* Passage provided *
3.2 Election and Tenure. The President, the Treasurer, the Clerk, and such other
officers as the Trustees may in their discretion from time to time elect shall
each be elected by the Trustees to serve until his successor is elected or
qualified, or until he sooner dies, resigns, is removed or becomes disqualified.
Each officer shall hold office and each agent shall retain authority at the
pleasure of the Trustees.
3.3 Powers. Subject to the other provisions of these By-Laws, each officer shall
have, in addition to the duties and powers herein and in the Declaration of
Trust set forth, such duties and powers as are commonly incident to the office
occupied by him or her as if the Trust were organized as a Massachusetts
business corporation and such other duties and powers as the Trustees may from
time to time designate.

* Objective A *
Collect every line of the listing that contains the word "concrete".
The passage above and the listing that follows are independent of each other.

* Stored data *
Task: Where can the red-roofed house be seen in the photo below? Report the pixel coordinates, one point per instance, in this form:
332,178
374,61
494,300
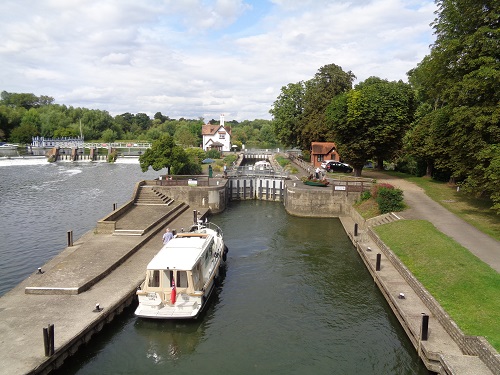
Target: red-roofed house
321,151
216,136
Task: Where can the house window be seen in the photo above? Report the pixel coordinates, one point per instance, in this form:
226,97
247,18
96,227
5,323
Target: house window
154,279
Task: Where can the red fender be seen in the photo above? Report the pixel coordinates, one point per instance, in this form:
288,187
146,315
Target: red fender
173,296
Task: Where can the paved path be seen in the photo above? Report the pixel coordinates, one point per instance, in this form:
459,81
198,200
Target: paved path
422,207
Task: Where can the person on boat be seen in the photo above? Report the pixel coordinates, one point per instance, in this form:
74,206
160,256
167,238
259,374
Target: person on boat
167,236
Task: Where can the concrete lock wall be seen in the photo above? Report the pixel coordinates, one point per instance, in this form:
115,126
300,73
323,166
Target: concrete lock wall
300,200
212,197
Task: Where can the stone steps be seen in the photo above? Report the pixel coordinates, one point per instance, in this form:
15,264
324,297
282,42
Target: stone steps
383,219
148,195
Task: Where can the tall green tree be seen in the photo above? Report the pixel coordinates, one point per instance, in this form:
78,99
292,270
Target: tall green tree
287,113
328,82
461,76
164,153
370,121
299,111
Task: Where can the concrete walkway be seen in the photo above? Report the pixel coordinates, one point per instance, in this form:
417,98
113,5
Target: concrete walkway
121,259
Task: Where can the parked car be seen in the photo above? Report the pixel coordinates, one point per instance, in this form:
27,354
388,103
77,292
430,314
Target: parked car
337,166
325,162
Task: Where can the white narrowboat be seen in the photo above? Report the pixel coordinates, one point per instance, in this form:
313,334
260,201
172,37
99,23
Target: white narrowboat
181,277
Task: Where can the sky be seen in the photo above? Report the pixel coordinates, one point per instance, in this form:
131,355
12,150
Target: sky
201,58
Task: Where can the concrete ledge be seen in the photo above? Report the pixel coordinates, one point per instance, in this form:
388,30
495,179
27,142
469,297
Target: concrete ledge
448,350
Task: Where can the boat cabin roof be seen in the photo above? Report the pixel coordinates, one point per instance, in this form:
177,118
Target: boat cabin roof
181,252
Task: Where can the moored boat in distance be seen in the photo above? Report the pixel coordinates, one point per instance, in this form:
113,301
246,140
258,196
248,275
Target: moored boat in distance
181,277
8,146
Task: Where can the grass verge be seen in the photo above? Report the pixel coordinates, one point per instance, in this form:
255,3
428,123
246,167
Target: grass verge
464,286
475,211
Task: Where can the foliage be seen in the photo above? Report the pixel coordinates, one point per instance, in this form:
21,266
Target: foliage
196,154
23,116
390,200
230,159
213,154
459,81
474,210
282,161
365,195
370,121
112,156
464,286
109,136
299,111
376,188
164,153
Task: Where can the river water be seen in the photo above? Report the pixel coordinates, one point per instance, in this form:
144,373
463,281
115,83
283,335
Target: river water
296,298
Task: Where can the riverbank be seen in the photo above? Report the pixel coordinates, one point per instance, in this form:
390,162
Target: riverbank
449,351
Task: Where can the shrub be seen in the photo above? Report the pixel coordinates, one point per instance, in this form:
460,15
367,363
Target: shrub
375,189
213,154
389,199
112,156
365,195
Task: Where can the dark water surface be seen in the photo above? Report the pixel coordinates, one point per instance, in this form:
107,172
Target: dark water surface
296,298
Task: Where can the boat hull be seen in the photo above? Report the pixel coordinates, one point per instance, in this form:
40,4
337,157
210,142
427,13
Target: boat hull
182,276
316,183
185,307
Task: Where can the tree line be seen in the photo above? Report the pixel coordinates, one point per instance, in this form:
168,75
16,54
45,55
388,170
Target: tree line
444,123
25,115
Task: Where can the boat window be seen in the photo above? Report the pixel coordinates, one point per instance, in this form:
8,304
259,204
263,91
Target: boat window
182,279
167,278
154,279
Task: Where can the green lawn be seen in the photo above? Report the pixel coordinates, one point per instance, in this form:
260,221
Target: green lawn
475,211
467,288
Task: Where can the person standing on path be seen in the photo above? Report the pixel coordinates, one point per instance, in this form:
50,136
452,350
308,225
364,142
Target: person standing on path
167,236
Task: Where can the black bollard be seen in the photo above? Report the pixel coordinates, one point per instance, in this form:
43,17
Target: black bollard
51,339
46,341
425,327
379,258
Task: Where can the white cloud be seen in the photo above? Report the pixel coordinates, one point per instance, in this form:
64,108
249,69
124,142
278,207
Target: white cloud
195,58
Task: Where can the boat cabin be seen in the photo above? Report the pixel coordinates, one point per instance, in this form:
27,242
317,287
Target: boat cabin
186,260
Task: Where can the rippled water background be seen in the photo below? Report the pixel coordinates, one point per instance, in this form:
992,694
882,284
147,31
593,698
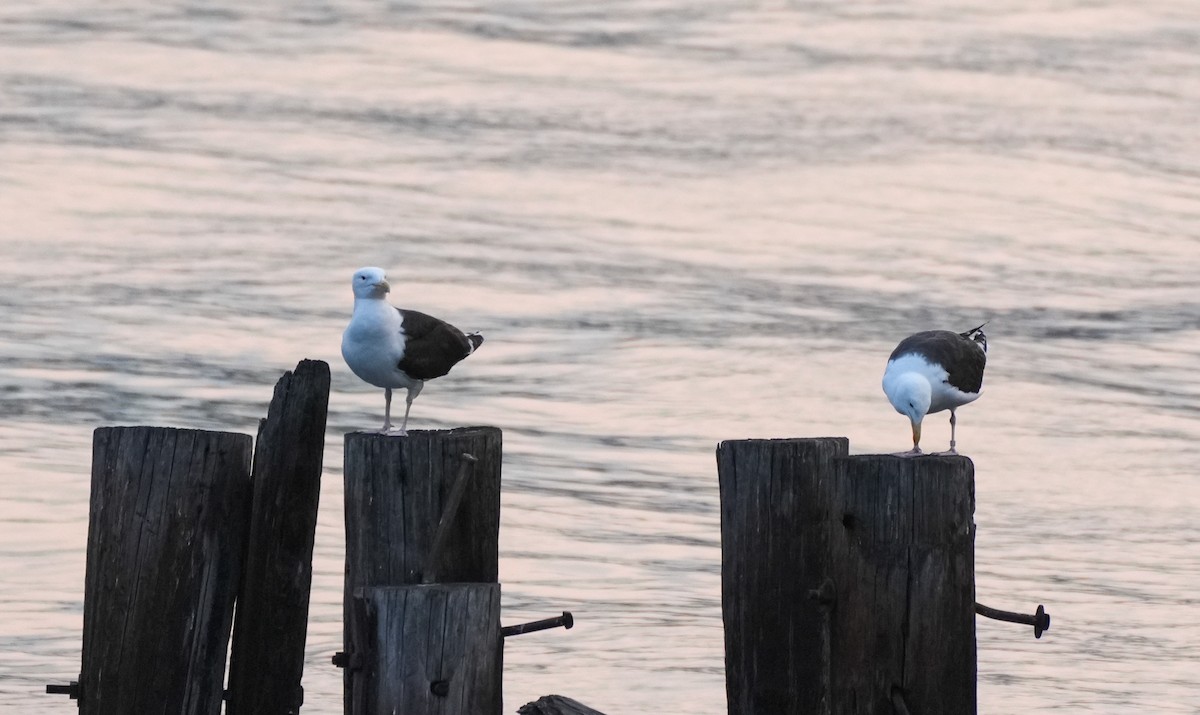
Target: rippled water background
676,223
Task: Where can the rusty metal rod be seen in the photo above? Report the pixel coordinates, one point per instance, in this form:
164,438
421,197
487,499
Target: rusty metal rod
1039,620
565,620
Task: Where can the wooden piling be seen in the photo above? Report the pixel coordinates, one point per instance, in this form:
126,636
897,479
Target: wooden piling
165,548
847,582
397,490
433,649
267,659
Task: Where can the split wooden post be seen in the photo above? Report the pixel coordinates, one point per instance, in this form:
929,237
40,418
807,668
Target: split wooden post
430,649
847,582
267,660
397,490
165,550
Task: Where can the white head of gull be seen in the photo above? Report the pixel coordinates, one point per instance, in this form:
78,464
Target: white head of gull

* Objective B *
Continue the by-laws passage on officers' election and powers, starting after its final sentence.

* Reply A *
Task: Where can the concrete lock wall be seen in the photo above? Report the pixel coordinates, one point per instance, in this form:
Target: concrete lock wall
Task: Where can the concrete walkway be seen in the photo above? Report the pixel coordinates, one point per instance, in this form:
Target: concrete walkway
Task: Where can the concrete ledge be seen in the photo above? Report the pixel coordinates, one point per instance, in this form:
Target: concrete ledge

* Reply B *
3.4 Chairman of the Board. There shall be a Chairman of the Board, who shall not
be an officer of the Trust. The functions of the Chairman of the Board may be
performed by more than one person. Any Chairman of the Board shall be elected by
a majority of the Trustees, including a majority of the disinterested Trustees
if required by the Investment Company Act of 1940, as amended (the "Investment
Company Act"). If required by the Investment Company Act, any Chairman of the
Board shall be a disinterested Trustee and may, but need not, be a shareholder
of the Trust. The powers and duties of the Chairman of the Board shall include
any and all such powers and duties relating to the Trustees as, from time to
time, may be conferred upon or assigned to the Chairman of the Board by the
Trustees or as may be required by law, provided that the Chairman of the Board
shall have no individual authority to act for the Trust as an officer of the
Trust. In carrying out his responsibilities and duties, the Chairman of the
Board may seek assistance and input from other Trustees or Committees of the
Trustees, officers of the Trust and the Trust's investment adviser and other
service providers, as deemed necessary or appropriate. The Trustees, including a
majority of the disinterested Trustees if required by the Investment Company
Act, may appoint one or more persons to perform the duties of the Chairman of
the Board in the event of his absence at any meeting or in the event of his
disability. The Chairman of the Board shall serve until his successor is elected
or qualified, or until he sooner dies, resigns, is removed or becomes
disqualified.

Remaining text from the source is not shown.